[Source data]
◇ ◇ ◇ ◇ ◇

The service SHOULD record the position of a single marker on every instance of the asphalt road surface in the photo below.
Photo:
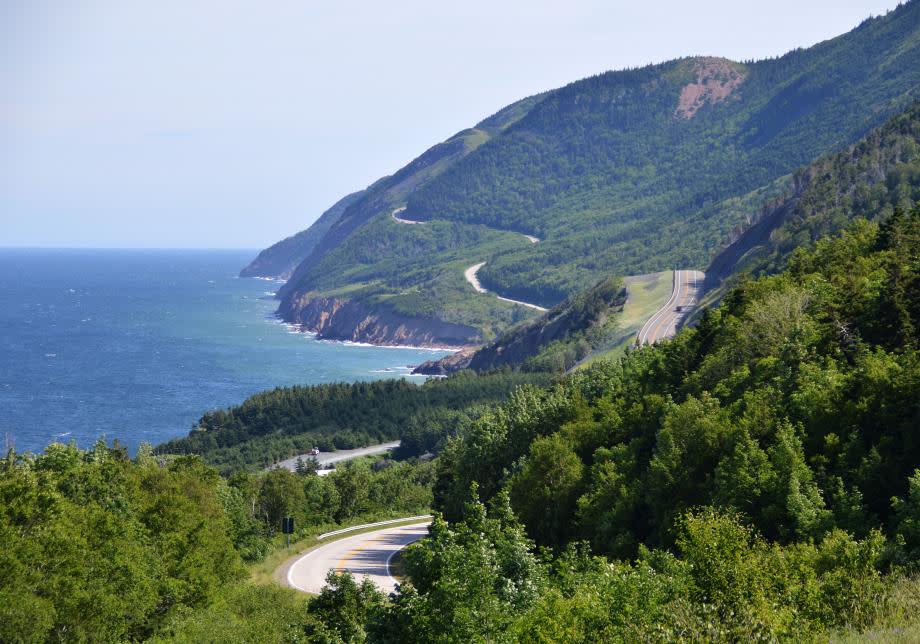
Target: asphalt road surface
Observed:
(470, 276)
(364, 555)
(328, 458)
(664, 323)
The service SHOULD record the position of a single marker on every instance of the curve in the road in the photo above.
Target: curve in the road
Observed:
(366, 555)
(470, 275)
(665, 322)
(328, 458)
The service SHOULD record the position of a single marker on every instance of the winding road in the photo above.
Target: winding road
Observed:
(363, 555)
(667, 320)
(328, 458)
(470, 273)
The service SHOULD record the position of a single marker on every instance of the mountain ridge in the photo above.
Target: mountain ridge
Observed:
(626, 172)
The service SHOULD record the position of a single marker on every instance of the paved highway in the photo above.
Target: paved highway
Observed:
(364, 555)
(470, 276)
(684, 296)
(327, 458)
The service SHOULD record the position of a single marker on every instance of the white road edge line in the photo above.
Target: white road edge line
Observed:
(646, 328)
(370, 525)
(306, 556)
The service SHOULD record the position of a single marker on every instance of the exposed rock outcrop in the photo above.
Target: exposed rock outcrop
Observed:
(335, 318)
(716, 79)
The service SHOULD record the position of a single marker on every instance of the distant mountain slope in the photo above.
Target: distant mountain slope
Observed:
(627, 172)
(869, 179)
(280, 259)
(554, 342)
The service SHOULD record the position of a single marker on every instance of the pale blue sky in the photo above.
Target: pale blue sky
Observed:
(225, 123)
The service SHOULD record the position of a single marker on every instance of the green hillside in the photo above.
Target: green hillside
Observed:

◇ ◇ ◇ ◇ ◇

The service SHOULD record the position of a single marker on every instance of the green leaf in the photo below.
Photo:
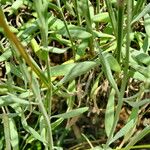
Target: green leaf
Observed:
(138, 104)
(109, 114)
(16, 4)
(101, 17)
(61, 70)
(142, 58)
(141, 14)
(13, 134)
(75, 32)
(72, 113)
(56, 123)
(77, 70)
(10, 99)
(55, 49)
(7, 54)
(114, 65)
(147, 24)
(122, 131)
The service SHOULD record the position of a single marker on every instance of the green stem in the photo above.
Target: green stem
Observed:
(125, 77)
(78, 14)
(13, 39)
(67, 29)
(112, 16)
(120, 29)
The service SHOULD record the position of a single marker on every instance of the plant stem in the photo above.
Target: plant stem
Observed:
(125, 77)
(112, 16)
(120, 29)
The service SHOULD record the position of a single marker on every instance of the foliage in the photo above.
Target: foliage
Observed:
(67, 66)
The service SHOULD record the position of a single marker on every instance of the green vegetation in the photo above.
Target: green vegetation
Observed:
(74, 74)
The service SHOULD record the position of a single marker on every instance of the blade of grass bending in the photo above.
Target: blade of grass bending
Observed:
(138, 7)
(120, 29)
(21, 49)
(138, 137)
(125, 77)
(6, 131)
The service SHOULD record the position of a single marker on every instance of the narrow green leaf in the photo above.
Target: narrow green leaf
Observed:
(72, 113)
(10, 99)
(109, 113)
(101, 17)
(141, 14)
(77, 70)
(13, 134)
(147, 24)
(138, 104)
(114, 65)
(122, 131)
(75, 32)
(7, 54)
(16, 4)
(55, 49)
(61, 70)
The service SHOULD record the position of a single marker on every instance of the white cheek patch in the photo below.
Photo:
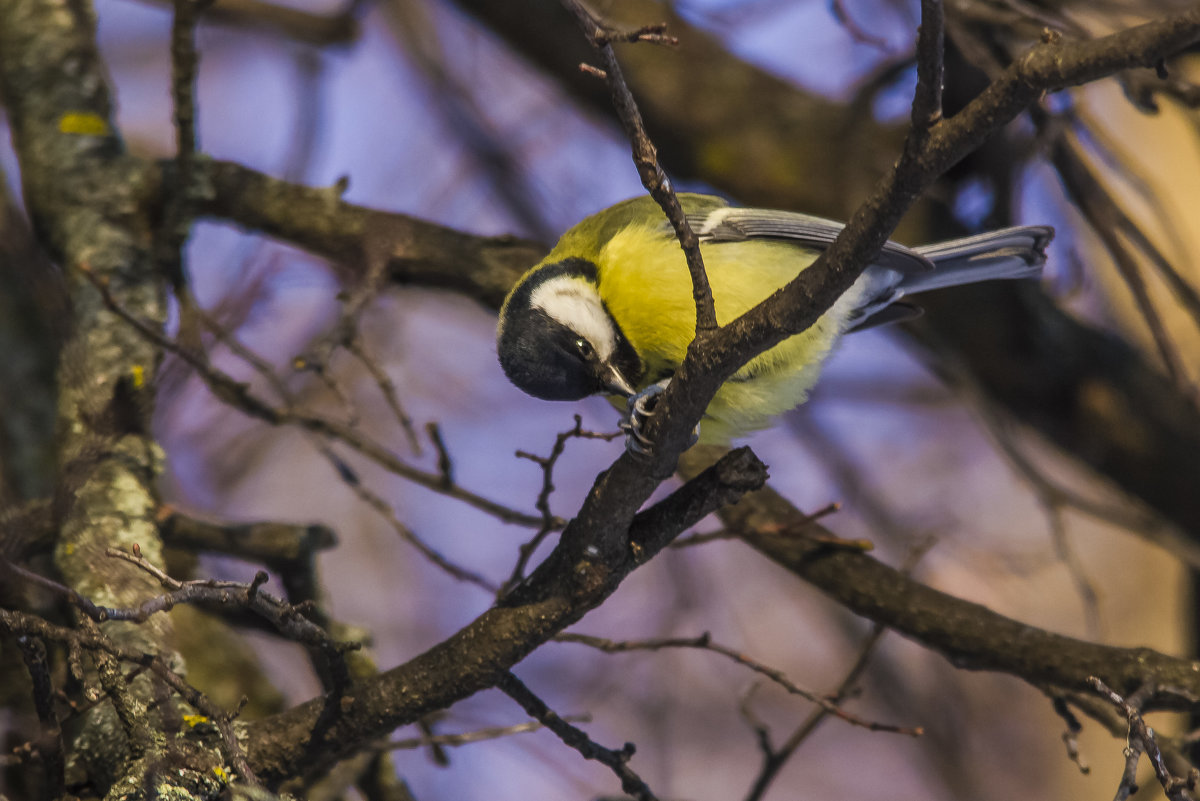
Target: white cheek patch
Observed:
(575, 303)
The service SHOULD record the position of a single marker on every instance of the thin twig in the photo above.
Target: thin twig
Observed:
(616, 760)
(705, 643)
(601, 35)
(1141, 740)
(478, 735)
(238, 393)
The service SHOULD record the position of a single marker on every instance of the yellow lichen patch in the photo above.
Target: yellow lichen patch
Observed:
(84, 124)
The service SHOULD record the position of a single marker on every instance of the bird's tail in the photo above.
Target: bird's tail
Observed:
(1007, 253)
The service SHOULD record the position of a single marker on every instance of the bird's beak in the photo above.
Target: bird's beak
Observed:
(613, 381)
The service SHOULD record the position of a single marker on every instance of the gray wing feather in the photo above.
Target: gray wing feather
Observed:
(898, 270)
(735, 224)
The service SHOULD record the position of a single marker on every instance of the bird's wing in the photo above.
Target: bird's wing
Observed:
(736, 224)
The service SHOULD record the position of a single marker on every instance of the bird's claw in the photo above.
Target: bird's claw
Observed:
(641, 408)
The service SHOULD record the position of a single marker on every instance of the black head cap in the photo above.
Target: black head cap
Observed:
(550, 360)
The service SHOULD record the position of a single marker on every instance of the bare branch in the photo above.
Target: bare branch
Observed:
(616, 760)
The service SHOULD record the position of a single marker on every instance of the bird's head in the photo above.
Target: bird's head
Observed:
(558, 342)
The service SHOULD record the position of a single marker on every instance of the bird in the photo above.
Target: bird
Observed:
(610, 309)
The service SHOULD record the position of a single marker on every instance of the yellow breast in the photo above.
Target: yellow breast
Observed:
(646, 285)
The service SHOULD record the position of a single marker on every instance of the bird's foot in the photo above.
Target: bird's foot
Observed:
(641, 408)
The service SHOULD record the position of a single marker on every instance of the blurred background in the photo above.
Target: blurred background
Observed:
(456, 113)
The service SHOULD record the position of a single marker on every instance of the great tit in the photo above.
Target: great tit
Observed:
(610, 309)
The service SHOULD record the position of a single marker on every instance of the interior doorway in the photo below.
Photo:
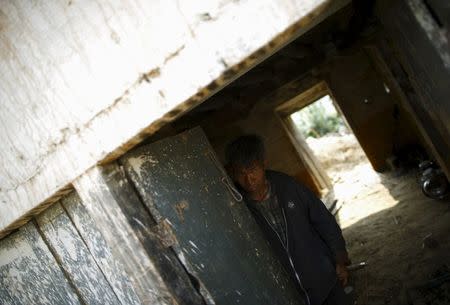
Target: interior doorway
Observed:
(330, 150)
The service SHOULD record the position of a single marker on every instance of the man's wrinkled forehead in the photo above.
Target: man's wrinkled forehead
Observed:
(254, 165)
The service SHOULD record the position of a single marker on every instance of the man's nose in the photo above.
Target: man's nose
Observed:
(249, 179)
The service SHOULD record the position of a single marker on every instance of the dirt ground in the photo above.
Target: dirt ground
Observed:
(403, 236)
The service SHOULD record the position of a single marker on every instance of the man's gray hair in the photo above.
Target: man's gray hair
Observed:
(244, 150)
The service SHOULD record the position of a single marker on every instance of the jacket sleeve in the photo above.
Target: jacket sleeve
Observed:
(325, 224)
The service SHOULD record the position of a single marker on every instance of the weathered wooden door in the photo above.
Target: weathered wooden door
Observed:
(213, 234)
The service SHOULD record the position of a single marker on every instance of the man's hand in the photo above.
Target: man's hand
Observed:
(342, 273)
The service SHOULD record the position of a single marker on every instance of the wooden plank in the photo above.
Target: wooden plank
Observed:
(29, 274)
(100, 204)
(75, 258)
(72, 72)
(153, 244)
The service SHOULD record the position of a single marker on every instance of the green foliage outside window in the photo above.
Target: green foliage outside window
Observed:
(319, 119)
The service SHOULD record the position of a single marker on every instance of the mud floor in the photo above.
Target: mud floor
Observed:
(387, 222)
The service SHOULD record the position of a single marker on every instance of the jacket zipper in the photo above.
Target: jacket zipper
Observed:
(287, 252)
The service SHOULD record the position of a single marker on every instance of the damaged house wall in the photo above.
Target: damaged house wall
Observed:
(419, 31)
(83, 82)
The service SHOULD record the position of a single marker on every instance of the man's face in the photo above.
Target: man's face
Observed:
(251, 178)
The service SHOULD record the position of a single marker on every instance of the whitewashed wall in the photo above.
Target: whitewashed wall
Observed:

◇ ◇ ◇ ◇ ◇

Once you have counted the lines above that contain "whitewashed", give that number alone.

• [Exercise output]: 2